** Instruções da tarefa **
Transcreva sem qualquer alteração a passagem do texto sobre o amor romântico que começa nas palavras "Longe de indagar" e termina após "e de gênero.".
-------- Trecho do texto
Longe de indagar se os melanésios ou os índios amazônicos praticam formas múltiplas de sexualidade, o que interessa é argumentar como a concepção moderna e intrinsecamente burguesa do amor romântico, monogâmico e heterosexual depende da invenção da ideia de indivíduo. E, mais que isso, da noção de propriedade individual. O indivíduo é aquele que não se parte e, por conseguinte, sua propriedade é aquela que não se divide. Sob uma estética idealizada, que reduz a “felicidade eterna” à posse individual de outrem, o romantismo edificou um cárcere afetivo e sexual. O qual, por vezes, termina por subtrair toda a libido das vidas que se resignam ao ideal monogâmico heteronormativo. Mas, para além da redução empobrecedora da sexualidade humana, o que o ideal burguês perpetrou foi um achatamento de toda a potência libidinal da vida ao enquadrá-la nos esquemas fixos de identidade e de gênero.
----------------
-------- Dados brutos
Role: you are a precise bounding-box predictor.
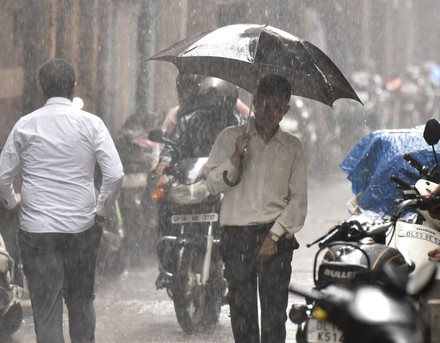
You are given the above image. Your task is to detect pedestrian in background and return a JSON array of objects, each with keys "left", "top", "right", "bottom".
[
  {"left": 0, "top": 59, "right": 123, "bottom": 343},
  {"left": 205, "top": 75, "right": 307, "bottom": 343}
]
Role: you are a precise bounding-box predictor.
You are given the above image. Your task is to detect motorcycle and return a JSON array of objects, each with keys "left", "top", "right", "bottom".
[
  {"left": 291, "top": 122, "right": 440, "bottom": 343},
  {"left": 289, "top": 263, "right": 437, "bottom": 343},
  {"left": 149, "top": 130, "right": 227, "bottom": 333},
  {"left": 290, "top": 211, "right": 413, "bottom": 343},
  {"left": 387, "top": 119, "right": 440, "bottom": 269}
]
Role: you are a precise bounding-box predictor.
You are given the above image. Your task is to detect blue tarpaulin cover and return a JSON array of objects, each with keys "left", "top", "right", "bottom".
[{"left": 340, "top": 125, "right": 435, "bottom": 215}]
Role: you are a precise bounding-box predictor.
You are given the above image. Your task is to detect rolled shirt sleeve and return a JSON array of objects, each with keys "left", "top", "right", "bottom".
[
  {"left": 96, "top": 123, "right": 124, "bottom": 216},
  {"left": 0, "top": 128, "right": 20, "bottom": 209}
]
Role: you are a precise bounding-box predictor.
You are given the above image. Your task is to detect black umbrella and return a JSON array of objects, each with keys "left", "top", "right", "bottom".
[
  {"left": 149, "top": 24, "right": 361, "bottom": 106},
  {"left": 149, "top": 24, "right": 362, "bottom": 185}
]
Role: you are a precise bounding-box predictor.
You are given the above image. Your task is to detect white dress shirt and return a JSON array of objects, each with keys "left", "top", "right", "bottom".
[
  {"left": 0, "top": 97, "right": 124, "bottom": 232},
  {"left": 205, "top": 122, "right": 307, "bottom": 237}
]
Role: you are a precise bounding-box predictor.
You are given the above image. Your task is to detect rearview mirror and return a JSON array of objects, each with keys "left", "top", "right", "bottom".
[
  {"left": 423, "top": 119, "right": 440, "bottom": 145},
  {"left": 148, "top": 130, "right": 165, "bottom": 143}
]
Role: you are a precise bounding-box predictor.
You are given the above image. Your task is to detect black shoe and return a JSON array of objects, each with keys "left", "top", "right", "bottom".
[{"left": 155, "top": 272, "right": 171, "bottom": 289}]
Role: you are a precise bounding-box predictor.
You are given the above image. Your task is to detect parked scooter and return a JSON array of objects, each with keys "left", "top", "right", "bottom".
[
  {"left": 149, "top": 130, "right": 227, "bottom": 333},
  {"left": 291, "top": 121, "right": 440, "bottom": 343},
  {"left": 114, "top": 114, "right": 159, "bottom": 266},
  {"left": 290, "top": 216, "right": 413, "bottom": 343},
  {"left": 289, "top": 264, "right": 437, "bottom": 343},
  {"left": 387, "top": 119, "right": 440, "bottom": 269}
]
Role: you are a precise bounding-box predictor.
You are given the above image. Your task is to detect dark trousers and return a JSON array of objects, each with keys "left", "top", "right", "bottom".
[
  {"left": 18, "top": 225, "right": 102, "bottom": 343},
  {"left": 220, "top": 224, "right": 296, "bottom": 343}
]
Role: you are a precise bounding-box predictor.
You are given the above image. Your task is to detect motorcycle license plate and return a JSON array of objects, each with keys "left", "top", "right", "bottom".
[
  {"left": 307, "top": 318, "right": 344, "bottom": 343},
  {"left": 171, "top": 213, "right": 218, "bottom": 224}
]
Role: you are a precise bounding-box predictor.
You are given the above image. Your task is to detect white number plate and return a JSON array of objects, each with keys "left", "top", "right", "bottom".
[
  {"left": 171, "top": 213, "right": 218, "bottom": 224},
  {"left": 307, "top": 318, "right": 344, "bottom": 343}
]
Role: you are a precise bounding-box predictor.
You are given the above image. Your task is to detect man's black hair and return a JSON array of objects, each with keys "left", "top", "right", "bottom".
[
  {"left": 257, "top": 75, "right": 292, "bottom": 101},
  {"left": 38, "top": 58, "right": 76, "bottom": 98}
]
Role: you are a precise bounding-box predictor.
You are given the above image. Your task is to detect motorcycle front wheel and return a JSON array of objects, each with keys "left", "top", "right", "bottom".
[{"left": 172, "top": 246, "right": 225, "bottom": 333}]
----------------
-------- Dados brutos
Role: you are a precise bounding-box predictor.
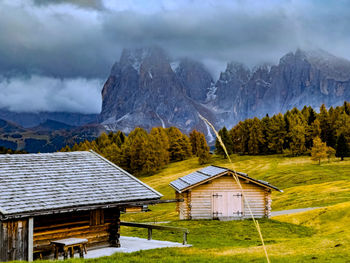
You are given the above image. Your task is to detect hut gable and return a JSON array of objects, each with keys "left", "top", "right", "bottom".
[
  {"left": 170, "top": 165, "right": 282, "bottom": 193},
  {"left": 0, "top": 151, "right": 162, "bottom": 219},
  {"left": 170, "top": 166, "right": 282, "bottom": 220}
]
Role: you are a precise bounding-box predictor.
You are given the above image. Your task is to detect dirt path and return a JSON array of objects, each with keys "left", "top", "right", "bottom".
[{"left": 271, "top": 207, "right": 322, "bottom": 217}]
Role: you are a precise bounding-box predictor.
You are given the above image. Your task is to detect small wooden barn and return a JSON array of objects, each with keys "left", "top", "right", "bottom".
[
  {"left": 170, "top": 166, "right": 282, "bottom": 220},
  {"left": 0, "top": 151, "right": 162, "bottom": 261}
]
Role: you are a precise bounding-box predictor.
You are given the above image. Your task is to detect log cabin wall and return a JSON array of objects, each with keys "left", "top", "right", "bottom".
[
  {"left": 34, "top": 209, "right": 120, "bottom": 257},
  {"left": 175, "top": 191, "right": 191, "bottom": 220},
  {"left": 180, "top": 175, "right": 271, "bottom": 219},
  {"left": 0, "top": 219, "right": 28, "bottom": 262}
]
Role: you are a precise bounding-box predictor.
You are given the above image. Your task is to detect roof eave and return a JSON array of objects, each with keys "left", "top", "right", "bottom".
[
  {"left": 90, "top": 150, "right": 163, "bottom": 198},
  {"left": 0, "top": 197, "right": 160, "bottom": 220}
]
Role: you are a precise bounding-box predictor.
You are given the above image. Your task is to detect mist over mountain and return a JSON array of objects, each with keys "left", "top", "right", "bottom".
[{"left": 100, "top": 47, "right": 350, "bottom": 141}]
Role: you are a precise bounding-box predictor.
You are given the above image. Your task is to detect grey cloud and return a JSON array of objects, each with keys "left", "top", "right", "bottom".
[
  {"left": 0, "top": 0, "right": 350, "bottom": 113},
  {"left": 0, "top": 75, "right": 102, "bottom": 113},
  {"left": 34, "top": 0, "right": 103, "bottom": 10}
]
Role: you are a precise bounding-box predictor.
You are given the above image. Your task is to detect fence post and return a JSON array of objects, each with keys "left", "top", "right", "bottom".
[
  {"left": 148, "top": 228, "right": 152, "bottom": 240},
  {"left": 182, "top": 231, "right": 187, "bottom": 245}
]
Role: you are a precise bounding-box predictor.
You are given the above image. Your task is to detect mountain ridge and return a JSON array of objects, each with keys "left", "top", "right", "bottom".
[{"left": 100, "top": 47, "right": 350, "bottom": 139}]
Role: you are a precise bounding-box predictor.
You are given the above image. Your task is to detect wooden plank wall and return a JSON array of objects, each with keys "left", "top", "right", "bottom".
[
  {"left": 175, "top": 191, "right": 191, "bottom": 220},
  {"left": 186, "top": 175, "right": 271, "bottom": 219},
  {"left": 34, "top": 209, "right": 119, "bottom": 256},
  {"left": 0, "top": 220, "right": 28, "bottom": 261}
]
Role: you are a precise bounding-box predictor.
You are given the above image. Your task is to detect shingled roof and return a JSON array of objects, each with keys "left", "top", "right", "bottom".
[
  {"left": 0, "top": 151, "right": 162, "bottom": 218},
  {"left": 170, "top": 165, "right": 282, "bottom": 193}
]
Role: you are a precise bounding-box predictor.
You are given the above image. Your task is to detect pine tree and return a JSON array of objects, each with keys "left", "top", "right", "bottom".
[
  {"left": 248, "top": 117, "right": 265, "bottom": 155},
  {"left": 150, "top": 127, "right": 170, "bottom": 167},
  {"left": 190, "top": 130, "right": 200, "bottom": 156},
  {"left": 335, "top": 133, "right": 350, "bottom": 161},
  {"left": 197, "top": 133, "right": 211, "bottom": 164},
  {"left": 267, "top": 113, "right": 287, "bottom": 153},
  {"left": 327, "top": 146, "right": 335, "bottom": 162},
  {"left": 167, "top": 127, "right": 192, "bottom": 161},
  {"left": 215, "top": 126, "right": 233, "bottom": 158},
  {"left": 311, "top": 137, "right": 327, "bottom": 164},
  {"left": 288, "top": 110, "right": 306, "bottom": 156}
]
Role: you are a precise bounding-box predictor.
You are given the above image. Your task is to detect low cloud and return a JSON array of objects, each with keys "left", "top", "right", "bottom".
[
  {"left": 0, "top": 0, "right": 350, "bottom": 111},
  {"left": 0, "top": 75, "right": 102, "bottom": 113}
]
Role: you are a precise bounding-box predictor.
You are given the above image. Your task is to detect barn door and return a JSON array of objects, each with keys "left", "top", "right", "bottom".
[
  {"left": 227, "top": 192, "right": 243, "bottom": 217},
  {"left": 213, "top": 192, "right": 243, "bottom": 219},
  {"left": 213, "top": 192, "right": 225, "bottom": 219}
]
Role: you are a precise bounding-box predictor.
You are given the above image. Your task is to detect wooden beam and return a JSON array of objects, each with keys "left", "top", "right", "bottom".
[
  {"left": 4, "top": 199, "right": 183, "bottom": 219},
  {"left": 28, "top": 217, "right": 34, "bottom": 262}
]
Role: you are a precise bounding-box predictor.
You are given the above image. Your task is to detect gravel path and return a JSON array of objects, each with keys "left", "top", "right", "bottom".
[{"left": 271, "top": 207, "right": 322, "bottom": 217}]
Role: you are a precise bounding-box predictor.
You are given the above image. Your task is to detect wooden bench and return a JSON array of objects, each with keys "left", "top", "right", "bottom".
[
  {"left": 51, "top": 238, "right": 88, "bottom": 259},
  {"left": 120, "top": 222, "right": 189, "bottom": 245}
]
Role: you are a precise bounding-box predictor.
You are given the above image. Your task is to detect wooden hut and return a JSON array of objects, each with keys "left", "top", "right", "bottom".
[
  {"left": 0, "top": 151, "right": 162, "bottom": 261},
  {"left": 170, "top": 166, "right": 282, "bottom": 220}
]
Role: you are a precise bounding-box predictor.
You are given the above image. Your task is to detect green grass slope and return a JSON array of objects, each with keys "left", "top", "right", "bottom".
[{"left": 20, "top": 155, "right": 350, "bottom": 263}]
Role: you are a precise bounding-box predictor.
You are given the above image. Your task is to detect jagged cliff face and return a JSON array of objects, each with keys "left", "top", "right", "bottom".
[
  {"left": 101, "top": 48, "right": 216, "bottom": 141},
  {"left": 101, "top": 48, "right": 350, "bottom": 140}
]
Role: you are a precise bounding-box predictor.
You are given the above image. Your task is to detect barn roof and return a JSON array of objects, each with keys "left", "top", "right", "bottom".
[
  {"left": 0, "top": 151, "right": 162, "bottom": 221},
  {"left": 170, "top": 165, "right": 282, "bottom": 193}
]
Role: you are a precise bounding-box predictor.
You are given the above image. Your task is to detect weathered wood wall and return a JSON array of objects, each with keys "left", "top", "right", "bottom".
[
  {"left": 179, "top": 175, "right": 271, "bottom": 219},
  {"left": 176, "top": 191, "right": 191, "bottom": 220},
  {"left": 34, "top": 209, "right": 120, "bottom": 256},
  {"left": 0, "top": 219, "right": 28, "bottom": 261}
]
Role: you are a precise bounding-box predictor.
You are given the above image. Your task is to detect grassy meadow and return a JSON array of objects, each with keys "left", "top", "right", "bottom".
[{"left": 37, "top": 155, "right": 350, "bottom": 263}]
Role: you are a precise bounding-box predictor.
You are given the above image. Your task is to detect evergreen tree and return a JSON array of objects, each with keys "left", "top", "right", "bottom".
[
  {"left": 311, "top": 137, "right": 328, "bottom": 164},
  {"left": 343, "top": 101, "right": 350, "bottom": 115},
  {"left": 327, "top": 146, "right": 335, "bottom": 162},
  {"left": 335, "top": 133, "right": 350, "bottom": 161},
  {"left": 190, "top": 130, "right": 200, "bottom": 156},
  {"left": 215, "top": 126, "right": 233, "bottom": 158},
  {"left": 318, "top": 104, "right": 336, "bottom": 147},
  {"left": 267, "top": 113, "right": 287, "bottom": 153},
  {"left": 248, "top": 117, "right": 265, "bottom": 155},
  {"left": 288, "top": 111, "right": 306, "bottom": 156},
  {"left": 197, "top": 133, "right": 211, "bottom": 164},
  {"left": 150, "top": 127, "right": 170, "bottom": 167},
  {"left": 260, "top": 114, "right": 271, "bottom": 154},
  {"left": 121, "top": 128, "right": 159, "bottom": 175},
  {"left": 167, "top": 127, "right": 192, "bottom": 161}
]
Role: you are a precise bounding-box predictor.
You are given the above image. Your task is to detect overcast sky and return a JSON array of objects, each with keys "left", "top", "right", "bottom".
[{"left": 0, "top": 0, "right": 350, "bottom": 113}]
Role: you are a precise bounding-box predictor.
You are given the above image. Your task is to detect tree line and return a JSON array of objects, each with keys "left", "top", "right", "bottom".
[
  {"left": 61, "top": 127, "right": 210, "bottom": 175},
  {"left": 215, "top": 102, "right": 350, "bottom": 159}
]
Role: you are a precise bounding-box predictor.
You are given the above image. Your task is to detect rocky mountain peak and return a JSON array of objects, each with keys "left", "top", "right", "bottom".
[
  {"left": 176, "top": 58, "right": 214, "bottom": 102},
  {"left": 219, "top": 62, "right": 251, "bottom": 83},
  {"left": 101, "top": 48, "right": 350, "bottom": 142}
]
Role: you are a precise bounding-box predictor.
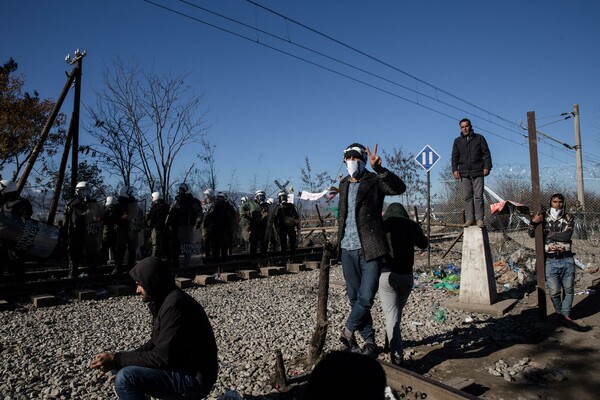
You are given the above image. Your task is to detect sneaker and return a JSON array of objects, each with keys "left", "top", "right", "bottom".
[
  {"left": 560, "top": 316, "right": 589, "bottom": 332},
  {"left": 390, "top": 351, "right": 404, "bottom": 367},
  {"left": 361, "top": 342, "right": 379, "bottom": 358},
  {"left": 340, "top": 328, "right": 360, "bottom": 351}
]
----------------
-------- Dados brutos
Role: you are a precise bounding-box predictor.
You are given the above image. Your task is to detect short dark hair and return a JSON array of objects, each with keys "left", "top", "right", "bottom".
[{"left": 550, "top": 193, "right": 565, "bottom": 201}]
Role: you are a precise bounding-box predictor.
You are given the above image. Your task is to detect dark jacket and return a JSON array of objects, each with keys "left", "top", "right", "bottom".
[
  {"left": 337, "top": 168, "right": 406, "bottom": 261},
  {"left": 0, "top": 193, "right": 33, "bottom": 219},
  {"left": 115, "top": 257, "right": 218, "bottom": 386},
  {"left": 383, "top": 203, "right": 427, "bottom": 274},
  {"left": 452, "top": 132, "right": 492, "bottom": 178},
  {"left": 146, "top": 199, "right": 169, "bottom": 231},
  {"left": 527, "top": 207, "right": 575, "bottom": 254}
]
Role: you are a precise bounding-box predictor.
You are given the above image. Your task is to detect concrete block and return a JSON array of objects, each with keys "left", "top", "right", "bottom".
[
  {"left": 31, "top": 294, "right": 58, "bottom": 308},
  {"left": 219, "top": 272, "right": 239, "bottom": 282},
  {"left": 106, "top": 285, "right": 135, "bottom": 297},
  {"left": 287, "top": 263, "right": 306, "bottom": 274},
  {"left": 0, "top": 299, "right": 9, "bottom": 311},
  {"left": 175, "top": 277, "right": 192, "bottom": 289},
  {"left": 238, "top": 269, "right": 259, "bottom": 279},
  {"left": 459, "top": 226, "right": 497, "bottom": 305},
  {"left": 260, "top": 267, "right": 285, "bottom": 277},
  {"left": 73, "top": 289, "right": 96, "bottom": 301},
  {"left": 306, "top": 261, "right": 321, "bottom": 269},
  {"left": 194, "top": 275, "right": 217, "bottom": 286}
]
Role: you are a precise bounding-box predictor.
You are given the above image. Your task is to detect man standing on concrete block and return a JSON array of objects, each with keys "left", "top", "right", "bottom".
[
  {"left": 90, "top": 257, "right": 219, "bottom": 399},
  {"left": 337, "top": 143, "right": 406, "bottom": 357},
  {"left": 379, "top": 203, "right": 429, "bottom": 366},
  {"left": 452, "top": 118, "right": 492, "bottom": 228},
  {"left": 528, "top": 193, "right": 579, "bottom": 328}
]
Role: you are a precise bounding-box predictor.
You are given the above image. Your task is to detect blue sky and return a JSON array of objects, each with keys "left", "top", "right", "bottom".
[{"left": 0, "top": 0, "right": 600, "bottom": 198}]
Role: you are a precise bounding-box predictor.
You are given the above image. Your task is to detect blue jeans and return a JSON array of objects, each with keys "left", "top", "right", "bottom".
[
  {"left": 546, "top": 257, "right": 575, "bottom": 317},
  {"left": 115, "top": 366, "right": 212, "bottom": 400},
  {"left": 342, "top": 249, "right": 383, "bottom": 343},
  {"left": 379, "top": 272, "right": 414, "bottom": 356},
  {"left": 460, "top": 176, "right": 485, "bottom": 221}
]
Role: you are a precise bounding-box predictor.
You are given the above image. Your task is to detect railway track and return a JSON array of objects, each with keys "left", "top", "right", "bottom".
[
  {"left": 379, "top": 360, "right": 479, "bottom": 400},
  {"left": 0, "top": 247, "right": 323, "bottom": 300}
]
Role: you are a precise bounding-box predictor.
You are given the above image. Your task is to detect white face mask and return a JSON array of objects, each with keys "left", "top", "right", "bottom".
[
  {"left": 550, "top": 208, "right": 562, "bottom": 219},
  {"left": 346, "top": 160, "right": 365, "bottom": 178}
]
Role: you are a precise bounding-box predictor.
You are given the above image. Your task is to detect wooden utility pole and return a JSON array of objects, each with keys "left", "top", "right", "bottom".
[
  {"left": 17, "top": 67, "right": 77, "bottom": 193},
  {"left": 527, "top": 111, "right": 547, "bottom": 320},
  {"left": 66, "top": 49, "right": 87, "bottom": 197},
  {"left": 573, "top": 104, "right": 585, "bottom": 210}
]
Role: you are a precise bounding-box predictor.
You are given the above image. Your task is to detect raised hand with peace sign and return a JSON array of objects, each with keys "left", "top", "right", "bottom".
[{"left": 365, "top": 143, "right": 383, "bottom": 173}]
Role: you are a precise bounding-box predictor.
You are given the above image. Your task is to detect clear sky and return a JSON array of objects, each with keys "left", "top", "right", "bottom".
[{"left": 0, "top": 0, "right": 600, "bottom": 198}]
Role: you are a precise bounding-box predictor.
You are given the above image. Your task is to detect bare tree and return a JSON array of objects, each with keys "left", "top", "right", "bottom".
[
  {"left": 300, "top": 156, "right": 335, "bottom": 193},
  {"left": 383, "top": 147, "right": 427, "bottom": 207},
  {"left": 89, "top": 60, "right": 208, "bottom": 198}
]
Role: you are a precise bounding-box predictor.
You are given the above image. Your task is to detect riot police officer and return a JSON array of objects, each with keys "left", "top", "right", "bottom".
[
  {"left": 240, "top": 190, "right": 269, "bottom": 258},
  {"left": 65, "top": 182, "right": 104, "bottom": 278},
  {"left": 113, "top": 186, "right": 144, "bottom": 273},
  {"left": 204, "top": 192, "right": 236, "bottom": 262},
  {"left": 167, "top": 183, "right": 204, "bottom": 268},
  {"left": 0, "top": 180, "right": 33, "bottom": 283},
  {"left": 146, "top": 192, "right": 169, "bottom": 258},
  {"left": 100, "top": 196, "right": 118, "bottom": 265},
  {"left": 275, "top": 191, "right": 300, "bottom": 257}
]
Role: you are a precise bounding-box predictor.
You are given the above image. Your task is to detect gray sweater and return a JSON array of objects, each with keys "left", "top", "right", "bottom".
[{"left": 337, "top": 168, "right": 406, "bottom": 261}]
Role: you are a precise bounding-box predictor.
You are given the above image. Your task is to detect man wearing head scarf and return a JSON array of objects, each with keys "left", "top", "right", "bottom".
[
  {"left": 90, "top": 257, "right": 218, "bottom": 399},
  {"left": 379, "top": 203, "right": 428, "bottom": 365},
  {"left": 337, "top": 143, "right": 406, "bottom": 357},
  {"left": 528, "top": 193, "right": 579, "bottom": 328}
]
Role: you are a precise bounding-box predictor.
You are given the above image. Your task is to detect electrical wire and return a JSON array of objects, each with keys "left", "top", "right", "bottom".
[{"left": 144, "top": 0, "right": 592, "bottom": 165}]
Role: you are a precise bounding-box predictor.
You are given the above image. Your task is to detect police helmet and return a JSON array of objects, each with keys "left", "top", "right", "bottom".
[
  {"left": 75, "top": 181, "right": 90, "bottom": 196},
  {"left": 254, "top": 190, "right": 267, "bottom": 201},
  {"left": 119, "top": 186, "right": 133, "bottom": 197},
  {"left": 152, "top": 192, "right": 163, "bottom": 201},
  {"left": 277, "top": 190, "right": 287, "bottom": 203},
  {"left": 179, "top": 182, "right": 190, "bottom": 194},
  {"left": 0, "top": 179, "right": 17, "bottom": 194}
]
----------------
** Sua resposta **
Longe de indagar se os melanésios ou os índios amazônicos praticam formas múltiplas de sexualidade, o que interessa é argumentar como a concepção moderna e intrinsecamente burguesa do amor romântico, monogâmico e heterosexual depende da invenção da ideia de indivíduo. E, mais que isso, da noção de propriedade individual. O indivíduo é aquele que não se parte e, por conseguinte, sua propriedade é aquela que não se divide. Sob uma estética idealizada, que reduz a “felicidade eterna” à posse individual de outrem, o romantismo edificou um cárcere afetivo e sexual. O qual, por vezes, termina por subtrair toda a libido das vidas que se resignam ao ideal monogâmico heteronormativo. Mas, para além da redução empobrecedora da sexualidade humana, o que o ideal burguês perpetrou foi um achatamento de toda a potência libidinal da vida ao enquadrá-la nos esquemas fixos de identidade e de gênero.